━━━ Available data ━━━

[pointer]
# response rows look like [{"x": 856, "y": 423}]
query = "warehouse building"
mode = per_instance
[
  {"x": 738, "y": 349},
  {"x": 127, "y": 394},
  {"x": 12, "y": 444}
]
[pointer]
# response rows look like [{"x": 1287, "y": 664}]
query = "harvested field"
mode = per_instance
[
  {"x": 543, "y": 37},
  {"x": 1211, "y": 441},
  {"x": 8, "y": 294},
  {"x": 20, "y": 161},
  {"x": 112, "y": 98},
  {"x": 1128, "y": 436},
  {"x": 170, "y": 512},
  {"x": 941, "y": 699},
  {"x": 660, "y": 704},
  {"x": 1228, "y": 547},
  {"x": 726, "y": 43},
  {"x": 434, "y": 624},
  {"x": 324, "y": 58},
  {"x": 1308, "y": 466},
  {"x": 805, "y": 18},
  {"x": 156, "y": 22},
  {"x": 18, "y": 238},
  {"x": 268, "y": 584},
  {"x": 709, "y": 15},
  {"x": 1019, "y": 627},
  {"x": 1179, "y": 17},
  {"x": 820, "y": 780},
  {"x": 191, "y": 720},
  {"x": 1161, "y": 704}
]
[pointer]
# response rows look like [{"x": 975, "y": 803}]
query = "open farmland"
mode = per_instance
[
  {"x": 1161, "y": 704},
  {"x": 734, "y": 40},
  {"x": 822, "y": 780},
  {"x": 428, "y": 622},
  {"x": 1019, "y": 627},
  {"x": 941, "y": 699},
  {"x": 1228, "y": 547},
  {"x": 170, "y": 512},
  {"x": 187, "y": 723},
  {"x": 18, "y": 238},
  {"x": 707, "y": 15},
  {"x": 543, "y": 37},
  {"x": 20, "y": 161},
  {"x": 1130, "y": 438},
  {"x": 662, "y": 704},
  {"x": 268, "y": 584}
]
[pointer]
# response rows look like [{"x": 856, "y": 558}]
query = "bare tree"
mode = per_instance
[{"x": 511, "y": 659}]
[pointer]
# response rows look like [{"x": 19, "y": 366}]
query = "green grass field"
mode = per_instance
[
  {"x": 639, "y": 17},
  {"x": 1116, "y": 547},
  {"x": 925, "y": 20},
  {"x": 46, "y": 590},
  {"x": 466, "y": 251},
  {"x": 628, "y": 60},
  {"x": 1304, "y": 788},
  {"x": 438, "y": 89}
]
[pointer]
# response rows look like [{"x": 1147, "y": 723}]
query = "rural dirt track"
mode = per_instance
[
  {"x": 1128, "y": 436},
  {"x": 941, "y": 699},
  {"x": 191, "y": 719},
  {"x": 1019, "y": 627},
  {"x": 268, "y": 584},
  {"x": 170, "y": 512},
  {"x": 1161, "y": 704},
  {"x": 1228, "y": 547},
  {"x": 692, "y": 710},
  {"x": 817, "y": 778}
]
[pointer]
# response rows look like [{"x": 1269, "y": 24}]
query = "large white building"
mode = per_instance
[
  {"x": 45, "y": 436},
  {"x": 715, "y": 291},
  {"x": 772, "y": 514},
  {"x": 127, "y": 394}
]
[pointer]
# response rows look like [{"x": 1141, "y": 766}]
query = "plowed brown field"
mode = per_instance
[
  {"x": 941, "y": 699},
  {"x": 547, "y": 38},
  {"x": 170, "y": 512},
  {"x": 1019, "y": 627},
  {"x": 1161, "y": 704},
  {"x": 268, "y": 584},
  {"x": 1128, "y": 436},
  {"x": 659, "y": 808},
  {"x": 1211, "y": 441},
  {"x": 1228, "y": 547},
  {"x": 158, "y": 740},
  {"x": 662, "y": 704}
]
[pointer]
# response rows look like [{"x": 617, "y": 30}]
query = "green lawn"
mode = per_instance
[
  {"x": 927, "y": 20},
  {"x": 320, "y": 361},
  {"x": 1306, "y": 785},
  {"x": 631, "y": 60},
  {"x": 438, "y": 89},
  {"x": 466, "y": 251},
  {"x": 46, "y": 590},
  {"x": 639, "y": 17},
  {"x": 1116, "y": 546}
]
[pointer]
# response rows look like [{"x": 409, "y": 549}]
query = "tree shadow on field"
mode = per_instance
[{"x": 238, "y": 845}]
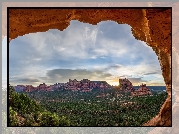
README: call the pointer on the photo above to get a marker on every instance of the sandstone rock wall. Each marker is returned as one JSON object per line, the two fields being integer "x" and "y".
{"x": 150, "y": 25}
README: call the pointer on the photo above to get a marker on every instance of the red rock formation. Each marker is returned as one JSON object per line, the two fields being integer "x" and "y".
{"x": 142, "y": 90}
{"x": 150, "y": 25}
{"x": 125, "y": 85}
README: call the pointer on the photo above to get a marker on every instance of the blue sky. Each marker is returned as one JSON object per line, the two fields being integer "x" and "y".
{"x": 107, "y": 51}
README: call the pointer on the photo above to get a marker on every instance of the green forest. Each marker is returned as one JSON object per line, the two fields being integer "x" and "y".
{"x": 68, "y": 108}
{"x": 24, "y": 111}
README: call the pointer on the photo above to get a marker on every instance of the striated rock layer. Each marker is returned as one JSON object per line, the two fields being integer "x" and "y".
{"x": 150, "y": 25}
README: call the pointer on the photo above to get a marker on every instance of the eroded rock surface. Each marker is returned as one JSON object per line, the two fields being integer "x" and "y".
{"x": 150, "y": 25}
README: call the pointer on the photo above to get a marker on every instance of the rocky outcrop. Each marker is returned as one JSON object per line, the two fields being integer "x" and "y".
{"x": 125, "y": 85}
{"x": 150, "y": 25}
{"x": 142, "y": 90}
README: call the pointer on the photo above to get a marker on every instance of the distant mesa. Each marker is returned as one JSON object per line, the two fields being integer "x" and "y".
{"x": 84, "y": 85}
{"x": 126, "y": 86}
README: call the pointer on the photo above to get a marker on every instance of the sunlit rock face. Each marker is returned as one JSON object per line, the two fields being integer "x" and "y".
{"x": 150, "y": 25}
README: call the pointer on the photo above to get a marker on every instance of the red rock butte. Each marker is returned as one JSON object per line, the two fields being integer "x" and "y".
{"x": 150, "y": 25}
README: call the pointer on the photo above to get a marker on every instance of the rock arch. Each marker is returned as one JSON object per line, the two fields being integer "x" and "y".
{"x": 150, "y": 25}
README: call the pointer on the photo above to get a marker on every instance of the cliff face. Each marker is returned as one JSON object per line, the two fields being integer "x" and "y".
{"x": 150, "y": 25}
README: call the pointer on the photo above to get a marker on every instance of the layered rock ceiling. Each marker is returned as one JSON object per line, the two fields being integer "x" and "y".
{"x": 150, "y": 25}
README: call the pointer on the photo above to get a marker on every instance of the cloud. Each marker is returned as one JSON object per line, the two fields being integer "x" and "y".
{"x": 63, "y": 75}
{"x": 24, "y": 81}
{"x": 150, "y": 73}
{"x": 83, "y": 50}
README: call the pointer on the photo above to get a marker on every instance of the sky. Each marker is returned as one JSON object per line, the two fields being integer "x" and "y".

━━━
━━━ Available data ━━━

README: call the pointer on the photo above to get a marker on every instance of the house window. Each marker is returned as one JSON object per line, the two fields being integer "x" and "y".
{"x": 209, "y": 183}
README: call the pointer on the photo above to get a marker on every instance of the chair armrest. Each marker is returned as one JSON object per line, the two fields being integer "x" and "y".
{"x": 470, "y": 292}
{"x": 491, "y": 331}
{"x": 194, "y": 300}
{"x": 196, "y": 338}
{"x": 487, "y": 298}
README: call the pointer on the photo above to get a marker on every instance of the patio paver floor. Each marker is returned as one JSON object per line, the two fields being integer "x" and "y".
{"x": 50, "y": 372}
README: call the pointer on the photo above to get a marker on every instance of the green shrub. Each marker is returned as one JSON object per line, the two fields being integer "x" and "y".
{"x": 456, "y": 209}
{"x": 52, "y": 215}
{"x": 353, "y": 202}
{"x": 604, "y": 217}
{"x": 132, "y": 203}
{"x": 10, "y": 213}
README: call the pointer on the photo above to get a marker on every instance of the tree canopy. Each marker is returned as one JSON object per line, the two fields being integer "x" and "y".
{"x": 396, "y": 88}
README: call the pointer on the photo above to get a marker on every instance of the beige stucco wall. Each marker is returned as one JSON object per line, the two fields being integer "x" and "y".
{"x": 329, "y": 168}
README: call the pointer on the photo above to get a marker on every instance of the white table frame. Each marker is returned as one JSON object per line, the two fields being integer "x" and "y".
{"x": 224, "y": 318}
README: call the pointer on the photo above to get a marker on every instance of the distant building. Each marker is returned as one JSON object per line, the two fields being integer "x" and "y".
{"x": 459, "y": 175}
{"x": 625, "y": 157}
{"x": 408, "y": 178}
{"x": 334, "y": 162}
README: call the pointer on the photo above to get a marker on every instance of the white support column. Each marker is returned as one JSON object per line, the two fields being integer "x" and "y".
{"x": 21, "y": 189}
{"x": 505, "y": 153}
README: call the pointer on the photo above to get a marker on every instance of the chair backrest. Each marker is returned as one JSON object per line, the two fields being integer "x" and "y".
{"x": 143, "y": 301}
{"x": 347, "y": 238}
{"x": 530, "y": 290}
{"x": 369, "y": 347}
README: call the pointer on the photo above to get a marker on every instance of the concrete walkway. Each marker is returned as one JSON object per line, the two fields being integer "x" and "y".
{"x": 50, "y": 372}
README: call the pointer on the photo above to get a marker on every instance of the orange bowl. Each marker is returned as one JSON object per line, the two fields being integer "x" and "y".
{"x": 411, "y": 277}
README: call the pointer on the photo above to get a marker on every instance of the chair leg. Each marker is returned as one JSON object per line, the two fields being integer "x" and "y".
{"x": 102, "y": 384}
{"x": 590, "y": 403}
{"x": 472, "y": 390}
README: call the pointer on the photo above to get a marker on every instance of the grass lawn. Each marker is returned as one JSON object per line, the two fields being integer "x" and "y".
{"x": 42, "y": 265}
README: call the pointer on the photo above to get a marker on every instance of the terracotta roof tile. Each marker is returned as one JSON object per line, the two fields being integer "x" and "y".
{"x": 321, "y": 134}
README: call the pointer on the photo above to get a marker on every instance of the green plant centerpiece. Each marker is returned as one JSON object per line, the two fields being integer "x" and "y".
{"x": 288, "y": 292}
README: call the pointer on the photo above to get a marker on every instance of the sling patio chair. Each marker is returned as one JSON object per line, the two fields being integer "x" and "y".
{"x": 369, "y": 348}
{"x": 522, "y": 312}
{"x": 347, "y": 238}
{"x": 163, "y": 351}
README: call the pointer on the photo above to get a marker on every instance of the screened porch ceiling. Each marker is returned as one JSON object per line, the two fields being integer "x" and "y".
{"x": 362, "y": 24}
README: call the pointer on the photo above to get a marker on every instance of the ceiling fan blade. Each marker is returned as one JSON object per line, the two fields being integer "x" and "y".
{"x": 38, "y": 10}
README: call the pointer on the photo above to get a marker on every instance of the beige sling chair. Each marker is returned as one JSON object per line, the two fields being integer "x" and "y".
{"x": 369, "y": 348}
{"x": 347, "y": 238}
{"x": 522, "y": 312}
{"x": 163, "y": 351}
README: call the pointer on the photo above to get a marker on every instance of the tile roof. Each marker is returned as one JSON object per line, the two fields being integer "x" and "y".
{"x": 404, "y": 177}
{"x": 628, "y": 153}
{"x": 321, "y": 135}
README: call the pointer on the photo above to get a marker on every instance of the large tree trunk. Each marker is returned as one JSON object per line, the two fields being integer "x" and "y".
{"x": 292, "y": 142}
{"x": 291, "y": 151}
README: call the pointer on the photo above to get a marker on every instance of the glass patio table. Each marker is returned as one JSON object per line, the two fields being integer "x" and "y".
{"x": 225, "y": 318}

━━━

- Activity -
For each line above that carries the word "look", copy it out.

- Output -
# response rows look like [{"x": 856, "y": 423}]
# response rows look like [{"x": 1287, "y": 664}]
# response rows look like [{"x": 975, "y": 803}]
# response rows look like [{"x": 856, "y": 558}]
# response rows look like [{"x": 19, "y": 366}]
# response rows look like [{"x": 1147, "y": 723}]
# response rows look like [{"x": 1269, "y": 24}]
# response rows look like [{"x": 1141, "y": 766}]
# response rows look like [{"x": 617, "y": 30}]
# response rows look like [{"x": 409, "y": 549}]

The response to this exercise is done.